Exercise passage -

^^^^

The next day—or the same afternoon, depending on your schedule—swing by the Queen’s Gallery on Ratchadamnoen Klang Avenue. This multi-floor gallery regularly shows leading visual art in the Kingdom, including paintings and sculptures. It takes at least an hour to see it all. Before leaving, check out the gift shop, where books, shirts, posters, and other miscellaneous souvenirs are for sale.
Within a city block around the Queen’s Gallery stand a handful of museums, the newest being the Rattanakosin Exhibition Hall and the Ratchadamnoen Contemporary Art Center (RCAC). The former is quite an experience. An interactive learning centre, the exhibition hall tells the history of Thailand through music, film, and computer displays that form the backbone of a mandatory two-hour group tour. Two hours may sound like a lot of time, but it’s worth it—the English-speaking guides are full of anecdotes and lesser-known details. The nearby art centre is as billed: a three-story venue showcasing top Thai and foreign art, from paintings and sculptures to mixed media, that can easily consume a couple of hours of your perusing time. It plays host to the occasional event, as well.
After getting your fill of modern art, walk a couple hundred metres to the spearmint-coloured heritage house on the corner of Lan Luang. This is the King Prajadhipok Museum. Spread across three floors, exhibitions detail the life and rule of Rama VII, the last absolute monarch of Thailand, providing historical context to the revolution and subsequent coup that led to the modern-day system of governance. For history buffs, this will be one of the more fascinating museums in Bangkok, and worth the price of admission alone.
From Lan Luang, shuttle over to Dusit, stopping first at the Police Museum at Parutsakawan Palace. With its striking Art Nouveau façade, the palace itself is probably more interesting than the museum, but exhibitions are special, too. They show the social and political transformation of the Thai police since the 16th century—including centuries-old uniforms and weaponry behind glass cases. Be sure to wander the palace grounds, as these two European mansions share snapshots of bygone days.

^^^^

Given data -
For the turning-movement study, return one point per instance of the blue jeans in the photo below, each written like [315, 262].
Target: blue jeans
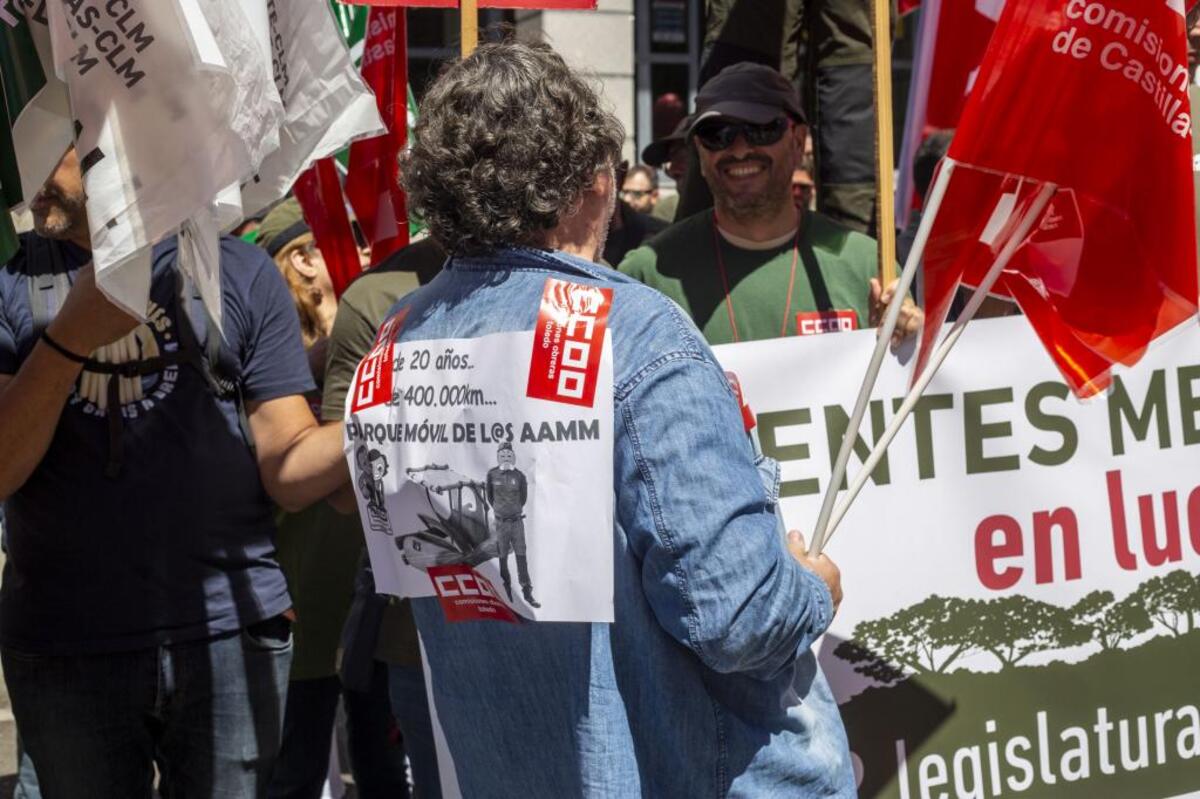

^^^^

Explore the material -
1 - In the Bangkok museum guide, reproduce the text between "From Lan Luang, shuttle" and "of bygone days.", inclusive.
2 - According to the Bangkok museum guide, how long is the mandatory group tour at the Rattanakosin Exhibition Hall?
3 - Write the next part of the Bangkok museum guide, picking up after its final sentence.

Task-by-task outputs -
1 -
From Lan Luang, shuttle over to Dusit, stopping first at the Police Museum at Parutsakawan Palace. With its striking Art Nouveau façade, the palace itself is probably more interesting than the museum, but exhibitions are special, too. They show the social and political transformation of the Thai police since the 16th century—including centuries-old uniforms and weaponry behind glass cases. Be sure to wander the palace grounds, as these two European mansions share snapshots of bygone days.

2 - Two hours.

3 -
Around the corner at Suan Sunandha Rajabhat University is 3 Silapa Rattanakosin, locatedin the Sai Suddha Nobhadol Building. Explore the life of old noblemen through a series of displays showing turn-of-the-century fittings and fixtures inside a heritage house. Also in the neighbourhood is Phya Thai Palace, a former home to royalty, hotel, and, curiously, a military hospital in its later days. With its jarring architectural contrasts, the palace could keep you occupied for an entire afternoon.
This loose riverside itinerary provides a mere snippet of what the Muse Pass has to offer. It buys access to a handful of other places in town (some in Rangsit), as well as upcountry, including the Phuket Thaihua Museum and the Sub-Jumpa Museum in Lopburi. Plus, it’s a gift that keeps giving. The pass also gives discounts at stores, cafés, and restaurants associated with the museums. Purchases can be made until the end of October, but the pass is good through the end of the year. For anyone with an interest in Thai culture and history, or simply with a thirst for knowledge, the Muse Pass is a must-have.